THE RECORDS:
__________________________________________________
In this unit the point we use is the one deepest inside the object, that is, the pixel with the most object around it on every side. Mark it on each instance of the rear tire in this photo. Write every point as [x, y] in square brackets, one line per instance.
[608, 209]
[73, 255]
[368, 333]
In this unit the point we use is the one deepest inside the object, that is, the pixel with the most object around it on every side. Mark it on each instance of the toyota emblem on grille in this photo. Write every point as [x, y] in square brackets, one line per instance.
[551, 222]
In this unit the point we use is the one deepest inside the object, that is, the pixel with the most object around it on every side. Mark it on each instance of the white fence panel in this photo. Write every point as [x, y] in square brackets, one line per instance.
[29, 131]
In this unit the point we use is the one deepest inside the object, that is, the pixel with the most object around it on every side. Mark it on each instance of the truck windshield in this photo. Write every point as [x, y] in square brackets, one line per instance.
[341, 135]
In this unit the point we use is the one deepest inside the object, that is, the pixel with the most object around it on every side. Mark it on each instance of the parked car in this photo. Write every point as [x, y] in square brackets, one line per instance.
__________________________________________________
THE PROBLEM:
Give back all of the data above without any alteration.

PROBLEM SOLUTION:
In this unit the point we use is the one deepest inside the object, that is, the pixel with the most object around it on every side. Mark it on each instance of the rear tire in this photo. Write every point as [x, y] in square brackets, one line per instance.
[608, 209]
[73, 255]
[368, 333]
In this unit the point we use is the one deepest inside the object, that is, the pixel with the most object around it on every side. Mark it on each instance of the toyota emblem on grille in this photo. Write every point as [x, y] in square brackets, one line per instance.
[551, 222]
In this unit the point we use is the one deepest inside the object, that is, the pixel with the most object around it on every side. Mark it on each instance of the white fence panel in this photo. Write every point as [x, y] in square brackets, one line per instance.
[29, 131]
In this unit the point we use is the one deepest inside the object, that is, the pixel with the most object around it on every side. Mark it on each instance of the truck windshield in this photo. Write every point as [x, y] in square brackets, one line per instance.
[341, 135]
In this unit the point we use is the one deepest inside the object, that is, the pixel with the most object around it on every side. Mark it on each instance of the parked car in this photo. Write every point as [x, y] in square brackets, one line per instance.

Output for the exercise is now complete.